### What you have to do
Count the lines in the records that contain the string "cheerleader". Reply with the number alone.

========

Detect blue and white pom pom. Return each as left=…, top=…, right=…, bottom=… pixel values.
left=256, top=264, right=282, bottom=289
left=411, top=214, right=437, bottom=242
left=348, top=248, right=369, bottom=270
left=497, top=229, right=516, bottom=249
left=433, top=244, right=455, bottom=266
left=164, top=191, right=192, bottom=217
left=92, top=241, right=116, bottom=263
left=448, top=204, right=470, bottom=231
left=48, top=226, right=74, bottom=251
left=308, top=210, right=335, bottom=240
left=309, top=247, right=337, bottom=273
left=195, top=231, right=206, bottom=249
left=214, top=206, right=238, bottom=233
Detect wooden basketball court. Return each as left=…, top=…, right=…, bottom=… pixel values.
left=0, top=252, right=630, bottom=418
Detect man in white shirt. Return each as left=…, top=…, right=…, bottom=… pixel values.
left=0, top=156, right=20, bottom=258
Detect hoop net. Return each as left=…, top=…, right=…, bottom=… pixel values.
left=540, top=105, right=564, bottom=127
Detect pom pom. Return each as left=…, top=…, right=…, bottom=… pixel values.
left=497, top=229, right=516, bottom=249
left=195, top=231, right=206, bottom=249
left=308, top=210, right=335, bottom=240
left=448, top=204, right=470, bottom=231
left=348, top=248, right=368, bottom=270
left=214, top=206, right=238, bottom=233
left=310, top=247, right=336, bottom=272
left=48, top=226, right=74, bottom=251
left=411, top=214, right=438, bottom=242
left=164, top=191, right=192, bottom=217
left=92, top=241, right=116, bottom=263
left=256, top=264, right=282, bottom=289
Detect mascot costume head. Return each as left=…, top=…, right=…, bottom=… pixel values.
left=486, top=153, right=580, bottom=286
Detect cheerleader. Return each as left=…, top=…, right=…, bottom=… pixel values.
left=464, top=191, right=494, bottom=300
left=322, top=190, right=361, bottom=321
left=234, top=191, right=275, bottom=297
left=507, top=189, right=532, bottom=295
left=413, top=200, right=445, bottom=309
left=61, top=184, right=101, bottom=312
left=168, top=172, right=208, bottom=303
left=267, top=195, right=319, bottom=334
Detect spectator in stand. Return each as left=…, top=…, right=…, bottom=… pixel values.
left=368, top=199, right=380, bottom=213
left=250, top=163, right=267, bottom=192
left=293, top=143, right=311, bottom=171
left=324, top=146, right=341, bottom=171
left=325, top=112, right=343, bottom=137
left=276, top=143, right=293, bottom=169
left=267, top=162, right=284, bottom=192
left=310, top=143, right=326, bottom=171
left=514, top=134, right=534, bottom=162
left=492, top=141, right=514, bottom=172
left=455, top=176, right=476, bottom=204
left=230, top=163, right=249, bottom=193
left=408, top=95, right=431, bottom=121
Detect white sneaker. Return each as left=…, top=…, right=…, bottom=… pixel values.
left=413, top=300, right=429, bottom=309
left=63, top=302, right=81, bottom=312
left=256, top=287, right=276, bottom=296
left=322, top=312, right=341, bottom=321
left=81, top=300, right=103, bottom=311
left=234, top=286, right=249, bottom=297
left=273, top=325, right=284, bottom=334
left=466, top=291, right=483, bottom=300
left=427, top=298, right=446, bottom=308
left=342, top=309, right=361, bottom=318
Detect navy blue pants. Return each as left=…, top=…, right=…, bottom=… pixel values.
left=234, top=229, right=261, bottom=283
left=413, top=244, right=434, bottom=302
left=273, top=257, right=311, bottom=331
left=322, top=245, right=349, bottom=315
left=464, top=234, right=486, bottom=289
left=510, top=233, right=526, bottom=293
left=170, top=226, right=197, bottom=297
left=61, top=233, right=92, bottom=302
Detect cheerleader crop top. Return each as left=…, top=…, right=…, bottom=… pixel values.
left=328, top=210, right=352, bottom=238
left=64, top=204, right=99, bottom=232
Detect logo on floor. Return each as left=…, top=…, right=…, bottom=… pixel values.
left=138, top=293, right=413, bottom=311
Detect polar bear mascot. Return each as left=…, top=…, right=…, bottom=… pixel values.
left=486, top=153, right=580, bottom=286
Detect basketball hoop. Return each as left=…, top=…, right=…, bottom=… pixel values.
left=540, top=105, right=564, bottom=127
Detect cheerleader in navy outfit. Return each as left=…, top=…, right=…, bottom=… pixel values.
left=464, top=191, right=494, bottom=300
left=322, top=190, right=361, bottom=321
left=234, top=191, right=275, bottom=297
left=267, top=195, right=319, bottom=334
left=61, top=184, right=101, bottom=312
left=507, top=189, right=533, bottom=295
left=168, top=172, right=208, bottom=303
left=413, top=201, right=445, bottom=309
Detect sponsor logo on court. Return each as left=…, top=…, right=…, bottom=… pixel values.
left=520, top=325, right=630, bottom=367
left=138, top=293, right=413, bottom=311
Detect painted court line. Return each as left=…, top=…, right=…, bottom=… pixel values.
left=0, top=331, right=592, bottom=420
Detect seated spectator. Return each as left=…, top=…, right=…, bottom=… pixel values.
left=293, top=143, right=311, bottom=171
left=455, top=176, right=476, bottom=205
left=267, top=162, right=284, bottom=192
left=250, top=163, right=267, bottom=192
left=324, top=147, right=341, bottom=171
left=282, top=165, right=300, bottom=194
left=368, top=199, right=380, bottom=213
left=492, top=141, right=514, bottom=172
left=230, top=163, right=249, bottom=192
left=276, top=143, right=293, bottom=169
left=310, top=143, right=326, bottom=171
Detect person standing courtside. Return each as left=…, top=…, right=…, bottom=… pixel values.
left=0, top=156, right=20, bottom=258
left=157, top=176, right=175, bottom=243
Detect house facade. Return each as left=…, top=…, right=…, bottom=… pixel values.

========

### Correct result
3